→ Written exercise: Count the lines in the entries below that contain the string "yellow", treating uppercase and lowercase letters as distinct. Reply with the number alone.

── Data for processing

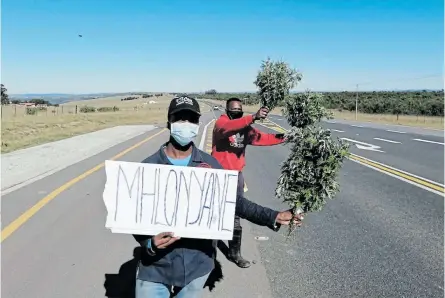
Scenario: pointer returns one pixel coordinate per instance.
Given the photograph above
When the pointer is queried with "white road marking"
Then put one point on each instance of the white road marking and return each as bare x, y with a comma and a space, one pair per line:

────
── Data for processing

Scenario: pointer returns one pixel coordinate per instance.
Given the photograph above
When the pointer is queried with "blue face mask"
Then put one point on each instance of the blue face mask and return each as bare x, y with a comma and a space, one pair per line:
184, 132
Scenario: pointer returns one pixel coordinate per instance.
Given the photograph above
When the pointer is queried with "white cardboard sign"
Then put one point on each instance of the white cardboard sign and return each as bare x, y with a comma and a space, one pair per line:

────
── Data for processing

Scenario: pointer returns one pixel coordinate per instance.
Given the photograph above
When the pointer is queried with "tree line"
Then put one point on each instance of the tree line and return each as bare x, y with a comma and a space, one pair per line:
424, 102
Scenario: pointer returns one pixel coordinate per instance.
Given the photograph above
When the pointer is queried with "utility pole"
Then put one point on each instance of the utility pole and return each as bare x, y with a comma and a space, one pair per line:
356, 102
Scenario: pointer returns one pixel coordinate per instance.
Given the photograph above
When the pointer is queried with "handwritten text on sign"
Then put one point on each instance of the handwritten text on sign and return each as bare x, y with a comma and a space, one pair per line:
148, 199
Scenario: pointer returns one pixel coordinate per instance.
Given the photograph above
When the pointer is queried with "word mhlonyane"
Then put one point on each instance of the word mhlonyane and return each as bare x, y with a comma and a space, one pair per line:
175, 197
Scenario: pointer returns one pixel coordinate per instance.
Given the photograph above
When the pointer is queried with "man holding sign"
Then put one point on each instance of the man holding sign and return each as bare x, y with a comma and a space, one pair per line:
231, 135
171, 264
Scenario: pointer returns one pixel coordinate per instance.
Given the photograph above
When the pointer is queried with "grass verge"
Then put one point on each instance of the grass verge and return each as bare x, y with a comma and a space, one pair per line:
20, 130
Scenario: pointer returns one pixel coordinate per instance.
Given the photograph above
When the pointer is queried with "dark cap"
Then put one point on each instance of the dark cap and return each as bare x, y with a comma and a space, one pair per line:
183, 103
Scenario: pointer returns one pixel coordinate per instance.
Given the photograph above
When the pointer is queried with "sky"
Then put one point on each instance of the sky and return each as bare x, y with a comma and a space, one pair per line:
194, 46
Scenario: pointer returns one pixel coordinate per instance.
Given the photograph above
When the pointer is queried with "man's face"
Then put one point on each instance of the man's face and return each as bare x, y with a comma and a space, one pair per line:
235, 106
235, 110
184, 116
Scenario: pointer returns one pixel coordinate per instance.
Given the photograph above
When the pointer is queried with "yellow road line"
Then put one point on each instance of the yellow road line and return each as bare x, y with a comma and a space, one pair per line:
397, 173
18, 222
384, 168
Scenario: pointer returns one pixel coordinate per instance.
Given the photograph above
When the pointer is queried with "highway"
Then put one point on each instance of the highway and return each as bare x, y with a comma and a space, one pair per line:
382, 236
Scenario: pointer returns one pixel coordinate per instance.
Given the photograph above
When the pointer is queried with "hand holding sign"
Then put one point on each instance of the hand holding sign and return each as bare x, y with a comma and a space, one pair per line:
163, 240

────

→ Written answer: 2